Short task:
Continue the blog post below on the Philippine-American War, picking up right after its last sentence.

Document text:
__________________________________________________
The Blue Raccoon

Thursday, December 31, 2009



Endings

The above image came from Arnaldo Dumindin's online history of the Philippine-American War, 1899-1902. I think of this conflict for several reasons, as the last granules of 2009 and the 21st Century Aughts slip away. The image at left is the unfortunate Chandra Levy.

First, I'm reading historian James Bradley's "The Imperial Cruise: A Secret History of Empire."

The book describes Teddy Roosevelt's effort through his Secretary of War William Howard Taft who was dispatched in 1905 on a Pacific cruise. The voyage resulted in secret and unconstitutional treaties that caused our engagement there and laid fuses for what ignited the Pacific Theatre of World War II, an almost every major conflict following, resulting in tens of millions dead.




It was the culmination of the "White Man's Burden" philosophy that guided the U.S. westward, "following the sun."

Quoting the U .S. military commander Gen. Arthur MacArthur (Douglas MacArthur's father), Bradley "pointedly describes a too familiar situation. “General MacArthur described a depressing quagmire where the U.S. Army controlled only 117 miles out of a total of 116,000 square miles, a hostile country where Americans could not venture out alone and a shell-shocked populace whose hatred for their oppressors grew each day,” he writes. “The Imperial Cruise” is all too persuasive in its visions of history repeating itself."

Well, as Mark Twain -- who opposed this imperialist gambit -- observed, history doesn't repeat itself, but it often rhymes.

If you don't believe it, look the recent headlines. It's chilling.
__________________________________________________
Records provided:
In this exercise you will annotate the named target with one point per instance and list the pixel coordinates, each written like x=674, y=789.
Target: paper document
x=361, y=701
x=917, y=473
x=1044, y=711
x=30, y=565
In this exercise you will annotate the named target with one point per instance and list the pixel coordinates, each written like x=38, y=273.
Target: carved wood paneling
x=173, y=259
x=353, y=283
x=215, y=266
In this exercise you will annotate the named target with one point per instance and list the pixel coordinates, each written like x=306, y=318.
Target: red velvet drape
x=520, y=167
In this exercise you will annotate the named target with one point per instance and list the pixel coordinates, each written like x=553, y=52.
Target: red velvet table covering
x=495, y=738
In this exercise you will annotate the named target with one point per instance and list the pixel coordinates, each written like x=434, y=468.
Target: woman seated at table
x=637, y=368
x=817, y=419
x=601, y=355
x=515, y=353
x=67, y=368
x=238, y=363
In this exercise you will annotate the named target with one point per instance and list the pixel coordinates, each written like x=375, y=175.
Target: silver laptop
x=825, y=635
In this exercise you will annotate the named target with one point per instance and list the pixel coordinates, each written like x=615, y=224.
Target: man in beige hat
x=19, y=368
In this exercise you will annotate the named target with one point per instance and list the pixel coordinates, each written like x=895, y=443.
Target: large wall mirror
__________________________________________________
Output of the exercise:
There's a familiar scene at the end of Charlie Wilson's War in which Wilson tries to get Congressional appropriations for building schools in Afghanistan. It's a powerful glimpse into why we're there now -- because of the mess the Soviets left, and how our covert assistance helped dislodge them and ultimately cause the collapse of Communist rule. But an exasperated Wilson, when told he can't get the money, says this is what always happens. We go in and change the world and then we leave. 'We always leave."

That's a bit disingenuous. The U.S. today maintains bases in Germany, Japan and Korea, and we're still in Central Europe following the horrors of Serb-Croat atrocities and civil war.

In fact, and these are 2004 figures, the "Pentagon currently owns or rents 702 overseas bases in about 130 countries and HAS another 6,000 bases in the United States and its territories."

There's a bit more up-to-date information here.

We invaded the Phillippines for little cause, after buying the country for $20 million, and then unsatisfied with Filipino administration and courts, decided to go and slaughter them into our way of doing things.

Of course, we did the same thing to Native Americans, and a photograph reproduced by Bradley in Imperial Cruise of native dead in a trench at Wounded Knee, bears startling resemblance to the one shown above, that also appears in the book. Mark Twain complained of U.S. imperialism, but wouldn't admit that we did the same damn thing to the Indians. And then there's the whole slavery thing. But facing fault there would cause the nation to admit, like the Fonz, that it was w-w-w-r -wr-wrong. There's lately come various apologies for various crimes and errors on our part, but of course, this doesn't help the 600,000 Filipino war dead. Or the millions of Indians wiped away. That we weren't any better than other colonial powers of the period is a difficult view to take.

This is tough reading.

I think of all this, too, because we are at the end of the Aughts. They started with anxiety about The End of the World -- remember Y2K? Then came 9/11 and that wiped away the Chandra Levy Washington D.C. murder mystery and the threat of killer sharks.

Now, at the end of the Aughts, there's still anxiety about the end of the world, with real and imagined fears of nuclear potential in Iran and Korea, and terrorists. Following 9/11, there was supposed to be a new serious to the media, but instead, thanks to TMZ and millions of blogs, no, we're instead distracted by narcissistic party-crashers at the White House and Tiger Woods' peccadilloes.

There's been a whole slew of movies about the world ending in various ways from comets to zombie-causing plagues. Seems like every other program on the History Channel is about decoding Nostradamus or the Bible or some other hidden mystery that indicates the end is nigh.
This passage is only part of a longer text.